List of tasks
a) In the vitamin D article, copy everything from "Vitamin D deficiency has" down to "play a role.".
b) Pick up the vitamin D article where it stops and keep writing it.
===== Reading text
Vitamin D deficiency has been linked to multiple health risks like, a weakened immune system, rickets, poor hair growth, osteomalacia, and increased cancer risk specifically in the breasts and colon.
There are many factors that contribute to a vitamin D deficiency. People are spending more time indoors and are using more sunscreen than previous generations. Things like weight, sex, age, skin pigmentation, and where you live also play a role.
Obesity can have an impact on your body’s ability to absorb vitamin D because fat cells trap it and keep it from circulating in your bloodstream. This also makes women more susceptible to a vitamin D deficiency over men as they tend to have more body fat.
Ability To Absorb
As we get older, our ability to absorb vitamin D from our food and produce it naturally decreases. We also have less energy which limits the time that we spend outside.
People who have darker skin pigmentation have a natural sunscreen called melanin, which keep their skin from synthesizing vitamin D. Also, people who live farther from the equator are less exposed to UV light, so they are unable to produce vitamin D from November to February.
Where Do You Get Your Vitamin D?
The best way to check for a vitamin D deficiency is to go to your doctor and ask to be tested. It’s a simple blood test that will determine if you are in fact low on vitamin D. The average daily amount of vitamin D recommended is 1000 – 2000 IU (international units).
Although the sun is the best way to produce vitamin D naturally, there are different food options that people can use to supplement their intake if they are not getting enough. These options are easy to obtain and will help you boost your vitamin D levels.
7 Vitamin D Rich Foods
Cod Liver Oil
Cod liver oil offers 500 IU of vitamin D in a single teaspoon (5g). It is also a great source of vitamin A and Omega-3 fats.
==========
===== Data shown
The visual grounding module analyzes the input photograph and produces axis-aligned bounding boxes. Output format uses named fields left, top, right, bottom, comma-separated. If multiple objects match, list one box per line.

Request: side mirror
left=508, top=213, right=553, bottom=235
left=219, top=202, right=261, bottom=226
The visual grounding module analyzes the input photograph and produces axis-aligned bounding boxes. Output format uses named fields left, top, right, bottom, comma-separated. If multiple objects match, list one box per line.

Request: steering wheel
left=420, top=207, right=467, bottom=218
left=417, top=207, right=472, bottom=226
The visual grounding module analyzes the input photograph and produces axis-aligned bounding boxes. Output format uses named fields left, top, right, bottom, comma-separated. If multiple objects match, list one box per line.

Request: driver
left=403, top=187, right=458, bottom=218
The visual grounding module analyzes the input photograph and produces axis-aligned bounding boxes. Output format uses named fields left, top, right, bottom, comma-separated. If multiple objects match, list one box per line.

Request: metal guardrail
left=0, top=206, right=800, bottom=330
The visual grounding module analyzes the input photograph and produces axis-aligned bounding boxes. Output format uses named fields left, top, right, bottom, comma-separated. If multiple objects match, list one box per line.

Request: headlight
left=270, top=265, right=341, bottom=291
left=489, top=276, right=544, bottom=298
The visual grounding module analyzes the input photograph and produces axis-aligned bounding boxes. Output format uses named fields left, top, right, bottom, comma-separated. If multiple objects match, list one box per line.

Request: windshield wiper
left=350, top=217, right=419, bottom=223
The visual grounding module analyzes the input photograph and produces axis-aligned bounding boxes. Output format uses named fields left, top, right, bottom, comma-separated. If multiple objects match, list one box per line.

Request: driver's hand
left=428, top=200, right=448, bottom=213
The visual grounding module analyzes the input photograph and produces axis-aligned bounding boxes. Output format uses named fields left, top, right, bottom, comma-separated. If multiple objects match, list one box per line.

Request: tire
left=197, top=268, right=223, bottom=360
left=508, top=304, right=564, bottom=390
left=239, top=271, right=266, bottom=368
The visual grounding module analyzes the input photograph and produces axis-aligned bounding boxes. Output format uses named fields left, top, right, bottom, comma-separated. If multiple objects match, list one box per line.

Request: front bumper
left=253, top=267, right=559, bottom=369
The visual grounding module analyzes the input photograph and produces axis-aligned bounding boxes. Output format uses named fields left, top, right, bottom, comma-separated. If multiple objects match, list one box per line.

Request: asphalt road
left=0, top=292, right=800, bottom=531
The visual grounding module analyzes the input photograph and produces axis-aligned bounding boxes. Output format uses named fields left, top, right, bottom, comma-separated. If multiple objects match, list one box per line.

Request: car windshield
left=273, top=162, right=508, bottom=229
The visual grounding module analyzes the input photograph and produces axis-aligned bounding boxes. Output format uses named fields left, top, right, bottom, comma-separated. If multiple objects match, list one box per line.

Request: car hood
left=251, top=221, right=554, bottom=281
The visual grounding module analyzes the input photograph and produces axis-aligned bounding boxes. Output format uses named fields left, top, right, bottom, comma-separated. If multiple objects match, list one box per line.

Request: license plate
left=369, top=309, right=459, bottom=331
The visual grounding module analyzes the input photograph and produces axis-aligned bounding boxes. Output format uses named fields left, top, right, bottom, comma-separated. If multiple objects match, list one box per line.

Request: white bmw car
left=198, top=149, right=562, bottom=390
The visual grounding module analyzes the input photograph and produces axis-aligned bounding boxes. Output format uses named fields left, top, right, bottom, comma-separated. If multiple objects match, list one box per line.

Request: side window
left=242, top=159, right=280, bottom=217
==========
===== Data shown
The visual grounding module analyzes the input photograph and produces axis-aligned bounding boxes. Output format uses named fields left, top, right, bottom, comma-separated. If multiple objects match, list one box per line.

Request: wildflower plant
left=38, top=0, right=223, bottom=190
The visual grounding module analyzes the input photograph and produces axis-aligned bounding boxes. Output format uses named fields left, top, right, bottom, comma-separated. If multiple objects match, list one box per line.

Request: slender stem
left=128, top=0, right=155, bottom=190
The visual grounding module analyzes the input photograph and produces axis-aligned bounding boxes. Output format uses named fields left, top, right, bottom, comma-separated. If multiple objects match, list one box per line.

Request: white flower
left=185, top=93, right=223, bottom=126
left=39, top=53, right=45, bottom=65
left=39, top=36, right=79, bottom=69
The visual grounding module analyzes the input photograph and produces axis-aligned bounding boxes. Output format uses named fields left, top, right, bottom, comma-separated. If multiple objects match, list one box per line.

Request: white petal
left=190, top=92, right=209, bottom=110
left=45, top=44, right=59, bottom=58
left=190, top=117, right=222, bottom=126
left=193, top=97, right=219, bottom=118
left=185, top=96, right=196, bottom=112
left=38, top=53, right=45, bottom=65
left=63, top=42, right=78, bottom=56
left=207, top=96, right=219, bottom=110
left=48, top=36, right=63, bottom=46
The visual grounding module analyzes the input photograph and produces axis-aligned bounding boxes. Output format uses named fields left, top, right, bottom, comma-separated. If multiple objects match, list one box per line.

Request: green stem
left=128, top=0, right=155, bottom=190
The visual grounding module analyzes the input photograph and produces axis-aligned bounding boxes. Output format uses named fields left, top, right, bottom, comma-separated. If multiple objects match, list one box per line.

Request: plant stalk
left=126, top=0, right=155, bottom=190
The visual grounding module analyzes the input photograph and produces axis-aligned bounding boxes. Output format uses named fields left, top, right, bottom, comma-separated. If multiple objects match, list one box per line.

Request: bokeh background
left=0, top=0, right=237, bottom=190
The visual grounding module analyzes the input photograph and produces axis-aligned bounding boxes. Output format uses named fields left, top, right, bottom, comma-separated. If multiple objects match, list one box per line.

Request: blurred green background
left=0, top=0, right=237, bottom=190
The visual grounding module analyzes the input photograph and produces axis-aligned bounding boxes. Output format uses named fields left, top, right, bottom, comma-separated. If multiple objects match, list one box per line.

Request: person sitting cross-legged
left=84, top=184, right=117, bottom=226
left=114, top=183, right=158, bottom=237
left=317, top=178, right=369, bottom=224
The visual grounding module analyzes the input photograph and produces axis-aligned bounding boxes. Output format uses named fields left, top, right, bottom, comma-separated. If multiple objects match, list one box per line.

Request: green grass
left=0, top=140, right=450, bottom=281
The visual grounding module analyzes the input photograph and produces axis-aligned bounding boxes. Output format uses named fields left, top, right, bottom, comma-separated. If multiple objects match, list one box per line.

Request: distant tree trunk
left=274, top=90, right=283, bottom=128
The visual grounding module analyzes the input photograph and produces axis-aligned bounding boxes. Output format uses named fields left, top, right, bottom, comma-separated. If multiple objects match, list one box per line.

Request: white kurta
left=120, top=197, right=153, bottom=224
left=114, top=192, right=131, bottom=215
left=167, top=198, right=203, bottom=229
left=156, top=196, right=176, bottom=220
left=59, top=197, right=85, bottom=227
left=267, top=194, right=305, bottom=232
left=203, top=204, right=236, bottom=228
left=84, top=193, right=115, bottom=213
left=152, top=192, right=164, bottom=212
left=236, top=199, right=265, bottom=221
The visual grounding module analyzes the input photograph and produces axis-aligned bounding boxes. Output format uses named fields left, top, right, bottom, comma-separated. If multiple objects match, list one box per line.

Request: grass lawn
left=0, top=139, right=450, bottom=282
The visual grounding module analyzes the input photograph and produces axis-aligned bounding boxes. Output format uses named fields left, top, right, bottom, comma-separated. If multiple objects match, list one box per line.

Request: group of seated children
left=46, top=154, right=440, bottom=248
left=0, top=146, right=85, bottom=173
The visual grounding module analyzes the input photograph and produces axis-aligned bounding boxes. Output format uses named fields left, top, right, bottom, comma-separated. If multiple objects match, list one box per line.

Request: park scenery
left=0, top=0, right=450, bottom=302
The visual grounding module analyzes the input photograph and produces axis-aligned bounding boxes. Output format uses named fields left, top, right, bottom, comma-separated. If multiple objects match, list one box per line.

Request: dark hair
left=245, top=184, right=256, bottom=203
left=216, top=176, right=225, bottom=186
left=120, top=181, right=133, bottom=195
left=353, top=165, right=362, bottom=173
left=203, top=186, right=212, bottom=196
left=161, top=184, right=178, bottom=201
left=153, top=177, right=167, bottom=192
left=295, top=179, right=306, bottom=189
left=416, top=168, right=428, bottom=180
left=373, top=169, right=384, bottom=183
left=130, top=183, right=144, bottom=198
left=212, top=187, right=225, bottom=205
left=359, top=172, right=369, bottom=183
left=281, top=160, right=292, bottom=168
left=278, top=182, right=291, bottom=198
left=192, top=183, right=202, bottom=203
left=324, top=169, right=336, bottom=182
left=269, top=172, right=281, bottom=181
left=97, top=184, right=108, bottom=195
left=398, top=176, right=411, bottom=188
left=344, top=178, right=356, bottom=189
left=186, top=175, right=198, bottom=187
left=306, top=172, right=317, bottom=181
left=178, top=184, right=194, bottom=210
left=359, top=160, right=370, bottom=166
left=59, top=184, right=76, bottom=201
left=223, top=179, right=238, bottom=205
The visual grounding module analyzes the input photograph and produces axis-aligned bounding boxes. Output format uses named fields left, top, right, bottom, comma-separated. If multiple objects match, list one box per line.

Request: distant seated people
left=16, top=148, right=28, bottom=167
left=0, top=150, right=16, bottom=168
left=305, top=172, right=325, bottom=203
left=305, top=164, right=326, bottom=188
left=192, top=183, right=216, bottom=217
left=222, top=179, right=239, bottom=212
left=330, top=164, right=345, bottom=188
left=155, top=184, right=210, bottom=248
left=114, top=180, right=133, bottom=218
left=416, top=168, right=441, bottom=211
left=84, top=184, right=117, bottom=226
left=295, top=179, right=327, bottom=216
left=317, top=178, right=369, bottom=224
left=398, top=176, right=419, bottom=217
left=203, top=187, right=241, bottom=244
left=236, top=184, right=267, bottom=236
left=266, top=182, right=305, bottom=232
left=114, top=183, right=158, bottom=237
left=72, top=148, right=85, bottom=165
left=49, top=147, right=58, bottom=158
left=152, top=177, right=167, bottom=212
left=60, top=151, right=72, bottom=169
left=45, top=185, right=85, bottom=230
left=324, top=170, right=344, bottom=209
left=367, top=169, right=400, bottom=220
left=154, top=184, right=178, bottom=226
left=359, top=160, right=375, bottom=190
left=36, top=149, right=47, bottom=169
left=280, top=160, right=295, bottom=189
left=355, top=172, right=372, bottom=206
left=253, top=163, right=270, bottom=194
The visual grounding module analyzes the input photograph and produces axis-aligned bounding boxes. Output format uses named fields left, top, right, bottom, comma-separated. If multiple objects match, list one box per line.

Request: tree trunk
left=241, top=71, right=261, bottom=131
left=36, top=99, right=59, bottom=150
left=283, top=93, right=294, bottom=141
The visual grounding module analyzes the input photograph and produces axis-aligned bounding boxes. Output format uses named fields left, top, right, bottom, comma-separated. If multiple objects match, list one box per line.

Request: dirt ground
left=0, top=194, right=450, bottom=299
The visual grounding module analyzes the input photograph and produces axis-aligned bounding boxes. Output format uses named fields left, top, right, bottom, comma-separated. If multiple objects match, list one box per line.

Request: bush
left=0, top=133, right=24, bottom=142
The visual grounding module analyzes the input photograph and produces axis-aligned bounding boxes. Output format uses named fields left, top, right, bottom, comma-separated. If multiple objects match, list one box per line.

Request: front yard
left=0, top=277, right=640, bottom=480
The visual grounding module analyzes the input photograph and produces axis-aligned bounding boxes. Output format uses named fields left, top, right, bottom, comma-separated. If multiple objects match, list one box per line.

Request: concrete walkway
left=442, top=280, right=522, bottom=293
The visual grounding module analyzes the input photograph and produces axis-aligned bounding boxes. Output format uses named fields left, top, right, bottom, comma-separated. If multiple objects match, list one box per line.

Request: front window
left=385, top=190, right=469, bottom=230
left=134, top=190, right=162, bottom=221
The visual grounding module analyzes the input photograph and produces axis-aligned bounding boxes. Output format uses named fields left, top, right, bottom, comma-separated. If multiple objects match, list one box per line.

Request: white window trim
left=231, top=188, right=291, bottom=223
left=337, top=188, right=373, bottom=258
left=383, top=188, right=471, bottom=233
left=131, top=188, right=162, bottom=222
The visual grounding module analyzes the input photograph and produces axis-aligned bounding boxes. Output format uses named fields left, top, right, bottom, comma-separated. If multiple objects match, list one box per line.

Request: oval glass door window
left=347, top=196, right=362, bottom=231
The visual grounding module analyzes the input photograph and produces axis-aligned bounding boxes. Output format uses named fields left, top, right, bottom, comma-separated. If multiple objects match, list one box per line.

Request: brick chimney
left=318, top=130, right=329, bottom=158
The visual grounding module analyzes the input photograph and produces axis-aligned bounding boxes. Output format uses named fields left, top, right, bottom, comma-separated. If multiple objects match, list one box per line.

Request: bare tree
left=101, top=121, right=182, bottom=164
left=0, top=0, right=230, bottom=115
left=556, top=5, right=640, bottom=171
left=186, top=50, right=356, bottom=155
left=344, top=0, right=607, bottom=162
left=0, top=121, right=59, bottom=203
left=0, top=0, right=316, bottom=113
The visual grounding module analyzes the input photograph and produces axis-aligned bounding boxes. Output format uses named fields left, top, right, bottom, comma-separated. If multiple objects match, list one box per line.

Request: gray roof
==========
===== Data shown
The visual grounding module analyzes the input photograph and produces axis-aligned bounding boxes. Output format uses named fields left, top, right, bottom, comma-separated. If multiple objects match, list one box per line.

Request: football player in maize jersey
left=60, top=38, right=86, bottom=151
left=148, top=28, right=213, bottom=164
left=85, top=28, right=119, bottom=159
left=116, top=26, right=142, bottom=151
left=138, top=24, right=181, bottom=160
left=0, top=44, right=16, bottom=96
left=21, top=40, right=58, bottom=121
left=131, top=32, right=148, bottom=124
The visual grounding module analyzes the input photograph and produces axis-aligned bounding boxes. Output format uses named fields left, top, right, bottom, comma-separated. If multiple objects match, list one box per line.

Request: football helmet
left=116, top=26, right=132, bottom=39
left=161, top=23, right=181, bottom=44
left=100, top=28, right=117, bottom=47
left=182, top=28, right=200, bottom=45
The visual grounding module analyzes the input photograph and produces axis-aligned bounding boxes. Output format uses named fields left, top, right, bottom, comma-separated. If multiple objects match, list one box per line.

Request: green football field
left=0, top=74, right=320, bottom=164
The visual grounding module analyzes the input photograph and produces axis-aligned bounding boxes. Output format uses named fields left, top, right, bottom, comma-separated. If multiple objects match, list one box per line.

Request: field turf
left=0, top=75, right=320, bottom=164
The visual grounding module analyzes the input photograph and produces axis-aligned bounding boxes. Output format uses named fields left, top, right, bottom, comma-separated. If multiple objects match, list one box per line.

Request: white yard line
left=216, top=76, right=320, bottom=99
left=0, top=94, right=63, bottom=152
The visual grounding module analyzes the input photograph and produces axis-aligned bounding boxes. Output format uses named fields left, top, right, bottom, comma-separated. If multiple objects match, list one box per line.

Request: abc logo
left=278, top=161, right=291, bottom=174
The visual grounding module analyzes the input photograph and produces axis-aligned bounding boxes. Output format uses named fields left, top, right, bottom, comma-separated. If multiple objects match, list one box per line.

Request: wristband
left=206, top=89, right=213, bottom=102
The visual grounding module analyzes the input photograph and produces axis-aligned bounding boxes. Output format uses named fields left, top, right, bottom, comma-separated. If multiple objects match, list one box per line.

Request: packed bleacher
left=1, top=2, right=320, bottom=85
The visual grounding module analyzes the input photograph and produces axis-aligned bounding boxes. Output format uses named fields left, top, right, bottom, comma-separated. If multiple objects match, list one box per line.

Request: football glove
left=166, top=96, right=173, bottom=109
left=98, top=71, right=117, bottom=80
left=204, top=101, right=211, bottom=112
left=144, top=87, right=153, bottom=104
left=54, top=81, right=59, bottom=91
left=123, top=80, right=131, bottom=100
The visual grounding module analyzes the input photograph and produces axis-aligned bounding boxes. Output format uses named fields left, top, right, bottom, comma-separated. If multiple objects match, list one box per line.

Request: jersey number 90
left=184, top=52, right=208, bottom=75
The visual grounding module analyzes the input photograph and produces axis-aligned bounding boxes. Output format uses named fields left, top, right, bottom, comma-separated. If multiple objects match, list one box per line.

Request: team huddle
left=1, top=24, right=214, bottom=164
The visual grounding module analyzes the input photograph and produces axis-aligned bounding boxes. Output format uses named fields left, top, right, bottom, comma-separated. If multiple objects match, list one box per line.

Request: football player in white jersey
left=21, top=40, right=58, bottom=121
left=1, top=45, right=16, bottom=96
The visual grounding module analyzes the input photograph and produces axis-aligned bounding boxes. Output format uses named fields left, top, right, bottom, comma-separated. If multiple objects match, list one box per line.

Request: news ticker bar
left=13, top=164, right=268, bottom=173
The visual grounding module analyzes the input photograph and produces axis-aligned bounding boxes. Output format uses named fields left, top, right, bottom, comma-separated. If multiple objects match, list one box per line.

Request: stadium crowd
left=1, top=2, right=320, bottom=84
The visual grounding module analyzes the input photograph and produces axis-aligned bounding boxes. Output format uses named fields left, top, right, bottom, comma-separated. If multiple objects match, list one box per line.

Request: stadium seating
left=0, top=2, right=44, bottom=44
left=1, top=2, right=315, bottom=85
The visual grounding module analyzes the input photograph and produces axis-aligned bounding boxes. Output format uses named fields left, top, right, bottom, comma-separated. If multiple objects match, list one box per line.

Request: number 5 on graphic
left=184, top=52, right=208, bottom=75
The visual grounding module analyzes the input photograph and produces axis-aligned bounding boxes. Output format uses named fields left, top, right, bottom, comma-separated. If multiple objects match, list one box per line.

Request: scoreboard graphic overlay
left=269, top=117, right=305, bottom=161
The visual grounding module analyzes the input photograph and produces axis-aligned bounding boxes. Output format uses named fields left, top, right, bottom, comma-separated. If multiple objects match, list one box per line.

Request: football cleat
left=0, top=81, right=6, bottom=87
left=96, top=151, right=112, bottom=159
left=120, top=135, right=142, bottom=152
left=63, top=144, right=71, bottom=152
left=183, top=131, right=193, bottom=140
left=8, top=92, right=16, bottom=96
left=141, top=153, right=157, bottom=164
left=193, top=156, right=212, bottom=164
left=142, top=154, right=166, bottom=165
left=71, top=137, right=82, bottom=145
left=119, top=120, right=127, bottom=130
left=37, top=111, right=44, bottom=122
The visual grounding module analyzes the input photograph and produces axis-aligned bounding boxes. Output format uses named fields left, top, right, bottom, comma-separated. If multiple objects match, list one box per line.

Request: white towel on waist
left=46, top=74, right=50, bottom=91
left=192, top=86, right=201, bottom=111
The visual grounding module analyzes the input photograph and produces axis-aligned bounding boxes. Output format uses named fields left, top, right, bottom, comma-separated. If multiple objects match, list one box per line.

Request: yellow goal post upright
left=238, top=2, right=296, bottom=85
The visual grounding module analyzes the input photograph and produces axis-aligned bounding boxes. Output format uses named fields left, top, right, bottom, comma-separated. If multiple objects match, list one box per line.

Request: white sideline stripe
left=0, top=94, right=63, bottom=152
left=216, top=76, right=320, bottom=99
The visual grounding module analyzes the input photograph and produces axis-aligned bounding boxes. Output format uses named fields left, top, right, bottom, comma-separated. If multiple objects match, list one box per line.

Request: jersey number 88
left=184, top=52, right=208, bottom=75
==========
Answers per task
a)
Vitamin D deficiency has been linked to multiple health risks like, a weakened immune system, rickets, poor hair growth, osteomalacia, and increased cancer risk specifically in the breasts and colon.
There are many factors that contribute to a vitamin D deficiency. People are spending more time indoors and are using more sunscreen than previous generations. Things like weight, sex, age, skin pigmentation, and where you live also play a role.

b)
Oily fish also have a high dose of vitamin D, particularly trout. When you cook trout, the average fillet (about 71 g) contains 539 IU of vitamin D. It leads the pack when it comes to vitamin D.
Portobello mushrooms have the highest amount of vitamin D in the mushroom kingdom. 1 cup of diced portobellos has 384 IU of vitamin D.
Tofu is another great source of vitamin D, and a perfect source if you are looking for a vegan option. 79g of firm, fermented tofu contains 124 IU of vitamin D and it works great with any other food item on this list.
It might sound extreme, but caviar is really just unfertilized fish eggs. There are options out there that won’t cost you an arm and a leg, like salmon roe which is what they use in sushi. 28 g of caviar has 33 IU of vitamin D, plus only 74 calories and 1g of saturated fat!
Extra lean ham has the most vitamin D out of a long list of pork products. 100g of ham contains 93 IU of vitamin D.
The best way to prepare an egg to get the most vitamin D is by hard boiling it. 1 average sized hard boiled egg has 44 IU of vitamin D.
You can incorporate any of these food items into your diet based on how much supplementation you need. Maybe you need a big boost from the cod liver oil, or maybe you just need to eat an egg here and there. Whatever the case, keeping your vitamin D levels up leads to more happy sunrises.